### [WORK INSTRUCTION]
Write the entries again exactly, with no line missing.
━━━━━━━━
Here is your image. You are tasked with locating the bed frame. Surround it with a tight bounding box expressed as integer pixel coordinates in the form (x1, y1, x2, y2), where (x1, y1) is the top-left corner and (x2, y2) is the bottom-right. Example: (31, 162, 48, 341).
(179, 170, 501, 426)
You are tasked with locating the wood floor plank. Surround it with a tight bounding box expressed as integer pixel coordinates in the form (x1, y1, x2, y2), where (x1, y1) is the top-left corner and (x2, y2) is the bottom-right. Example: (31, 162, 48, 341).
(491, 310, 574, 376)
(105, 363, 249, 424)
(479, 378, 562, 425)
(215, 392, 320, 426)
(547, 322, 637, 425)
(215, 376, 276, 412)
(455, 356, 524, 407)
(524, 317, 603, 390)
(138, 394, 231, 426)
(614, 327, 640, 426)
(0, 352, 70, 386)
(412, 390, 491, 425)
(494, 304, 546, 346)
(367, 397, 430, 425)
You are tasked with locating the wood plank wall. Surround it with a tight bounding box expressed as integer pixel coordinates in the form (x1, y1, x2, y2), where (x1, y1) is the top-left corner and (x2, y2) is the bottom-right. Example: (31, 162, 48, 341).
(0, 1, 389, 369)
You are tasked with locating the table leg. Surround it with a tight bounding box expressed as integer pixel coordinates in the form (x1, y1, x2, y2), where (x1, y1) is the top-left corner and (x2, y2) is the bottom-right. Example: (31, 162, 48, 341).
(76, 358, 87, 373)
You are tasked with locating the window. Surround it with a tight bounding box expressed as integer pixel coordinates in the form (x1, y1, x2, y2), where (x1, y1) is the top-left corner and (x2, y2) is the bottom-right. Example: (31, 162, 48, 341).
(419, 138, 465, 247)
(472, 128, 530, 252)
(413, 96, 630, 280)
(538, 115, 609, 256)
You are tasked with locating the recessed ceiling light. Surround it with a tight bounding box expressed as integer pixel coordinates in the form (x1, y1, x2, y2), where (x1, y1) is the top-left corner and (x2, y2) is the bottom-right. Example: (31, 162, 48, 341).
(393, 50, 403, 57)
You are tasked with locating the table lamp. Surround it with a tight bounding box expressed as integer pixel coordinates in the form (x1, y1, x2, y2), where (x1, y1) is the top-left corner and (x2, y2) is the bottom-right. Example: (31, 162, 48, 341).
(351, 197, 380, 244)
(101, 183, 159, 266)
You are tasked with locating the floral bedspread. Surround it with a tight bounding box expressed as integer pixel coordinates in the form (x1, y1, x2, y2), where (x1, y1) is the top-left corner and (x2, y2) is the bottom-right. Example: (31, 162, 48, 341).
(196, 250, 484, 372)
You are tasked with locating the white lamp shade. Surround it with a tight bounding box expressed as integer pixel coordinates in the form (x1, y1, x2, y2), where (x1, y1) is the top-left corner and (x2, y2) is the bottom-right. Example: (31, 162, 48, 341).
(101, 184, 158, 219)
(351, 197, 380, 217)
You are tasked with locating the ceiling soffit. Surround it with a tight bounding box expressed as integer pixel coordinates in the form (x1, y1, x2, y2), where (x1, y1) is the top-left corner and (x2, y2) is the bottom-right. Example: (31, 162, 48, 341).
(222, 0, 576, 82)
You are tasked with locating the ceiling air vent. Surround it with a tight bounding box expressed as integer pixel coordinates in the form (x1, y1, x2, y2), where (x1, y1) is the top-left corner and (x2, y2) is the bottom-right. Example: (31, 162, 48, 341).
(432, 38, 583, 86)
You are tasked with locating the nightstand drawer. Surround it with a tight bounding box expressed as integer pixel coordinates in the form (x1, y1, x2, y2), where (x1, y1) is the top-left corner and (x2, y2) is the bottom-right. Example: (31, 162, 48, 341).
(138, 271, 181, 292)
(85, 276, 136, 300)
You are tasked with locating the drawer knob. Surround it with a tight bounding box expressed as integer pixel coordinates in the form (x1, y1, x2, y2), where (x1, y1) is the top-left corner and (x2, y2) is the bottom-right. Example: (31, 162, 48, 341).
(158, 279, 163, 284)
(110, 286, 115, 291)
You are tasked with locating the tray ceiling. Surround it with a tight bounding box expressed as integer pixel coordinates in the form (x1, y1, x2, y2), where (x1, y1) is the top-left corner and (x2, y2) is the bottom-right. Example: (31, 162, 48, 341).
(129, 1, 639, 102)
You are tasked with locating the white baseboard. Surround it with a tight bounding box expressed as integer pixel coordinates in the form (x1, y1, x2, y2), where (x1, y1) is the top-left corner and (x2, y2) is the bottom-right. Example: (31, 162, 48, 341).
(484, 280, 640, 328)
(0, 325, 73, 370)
━━━━━━━━
### [RESPONSE TO THIS EXERCISE]
Here is your image. You are tasked with locating the bed frame. Surround it with a tight bounding box expressed as integer pixel coordinates in the form (x1, y1, x2, y2), where (x1, y1) is the top-left corner and (x2, y2) is the bottom-right. Example: (31, 162, 48, 341).
(179, 170, 501, 426)
You are tasked with locating the wood floor plank. Surround it with a tight bounding box expressed as integer pixel coordinates in the form (x1, y1, x2, y2), where (x1, y1) is the top-left corner and (x2, y2) is the bottom-right. Example: (31, 162, 48, 341).
(491, 310, 574, 376)
(105, 363, 249, 424)
(479, 378, 562, 425)
(215, 392, 320, 426)
(547, 322, 637, 425)
(215, 376, 276, 412)
(455, 356, 524, 407)
(524, 317, 603, 390)
(138, 394, 231, 426)
(614, 327, 640, 426)
(0, 352, 70, 386)
(412, 390, 491, 425)
(494, 304, 546, 346)
(367, 397, 430, 425)
You are tasked with locating the wood plank wall. Surround it with a tight bounding box expressed as integer pixel coordinates in the form (x1, y1, x2, y2), where (x1, y1) is the top-left corner and (x2, y2) is the bottom-right. Example: (31, 162, 48, 341).
(0, 1, 389, 369)
You are tasked with locating the table leg. Surround it with a tight bounding box expressed as integer pixel coordinates in the form (x1, y1, x2, y2), where (x1, y1) is the top-left corner and (x2, y2) is the bottom-right. Example: (31, 162, 48, 341).
(76, 358, 87, 373)
You are tasked with locating the window. Surround it with a tight bounding box expressed as integer pixel coordinates in the form (x1, y1, x2, y2), where (x1, y1) is the top-left corner and (x2, y2) is the bottom-right. Example: (31, 162, 48, 341).
(419, 138, 465, 247)
(472, 128, 530, 252)
(413, 96, 630, 280)
(538, 115, 609, 256)
You are tasked with locating the recessed ceiling light. Surround it with a tight bounding box expressed as integer pixel coordinates in the form (x1, y1, x2, y2), where (x1, y1) is the top-left corner and (x2, y2) is the bottom-right. Example: (31, 162, 48, 341).
(393, 50, 403, 57)
You are tasked with locating the table lamp. Surround it with a tight bounding box expressed as integer pixel coordinates in the form (x1, y1, x2, y2), where (x1, y1) is the top-left corner and (x2, y2) is the bottom-right. Example: (31, 162, 48, 341).
(351, 197, 380, 244)
(101, 183, 159, 266)
You are tasked with locating the floral bedspread. Surround it with a tight bounding box expressed as integer pixel coordinates in the form (x1, y1, x2, y2), where (x1, y1) is the top-left corner and (x2, y2) is the bottom-right. Example: (31, 162, 48, 341).
(196, 250, 484, 372)
You are tasked with locating the white lamp shade. Surround it with a tight bounding box expressed as integer pixel coordinates in the form (x1, y1, x2, y2), where (x1, y1) is the top-left corner and (x2, y2) is the bottom-right. Example: (31, 162, 48, 341).
(101, 184, 158, 219)
(351, 197, 380, 217)
You are tasked with locating the ceiling soffit. Surround it with a tight bounding box expressed as integer pixel coordinates in the form (x1, y1, x2, y2), where (x1, y1) is the top-left corner and (x2, y2) is the bottom-right. Example: (31, 162, 48, 341).
(222, 0, 576, 82)
You are tasked with locating the ceiling air vent. Surround it with a tight bounding box expressed as integer pixel coordinates in the form (x1, y1, x2, y2), where (x1, y1) is the top-left corner and (x2, y2) is the bottom-right. Example: (31, 162, 48, 341).
(432, 38, 583, 86)
You are tasked with locating the nightstand drawer. Surround it with a tight bounding box expressed as integer pixel coordinates in the form (x1, y1, x2, y2), where (x1, y1) is the top-left corner and (x2, y2) is the bottom-right. Example: (31, 162, 48, 341).
(138, 271, 181, 292)
(85, 276, 136, 300)
You are tasked with locating the drawer knob. Surround it with a tight bounding box expressed as integer pixel coordinates in the form (x1, y1, x2, y2), where (x1, y1) is the top-left corner and (x2, y2) is the bottom-right. Example: (31, 162, 48, 341).
(158, 279, 163, 284)
(110, 286, 115, 291)
You are tasked with locating the tray ceiling. Surround it with a tight bounding box expressed as integer pixel coordinates in the form (x1, y1, x2, y2), where (x1, y1) is the top-left corner and (x2, y2) is the bottom-right. Example: (31, 162, 48, 341).
(129, 1, 639, 102)
You are tasked with locating the white baseboard. Surround it with a tight bounding box expressed as integer pixel coordinates in the form (x1, y1, x2, y2), where (x1, y1) is the top-left corner and (x2, y2) is the bottom-right. Example: (31, 162, 48, 341).
(484, 280, 640, 328)
(0, 325, 73, 370)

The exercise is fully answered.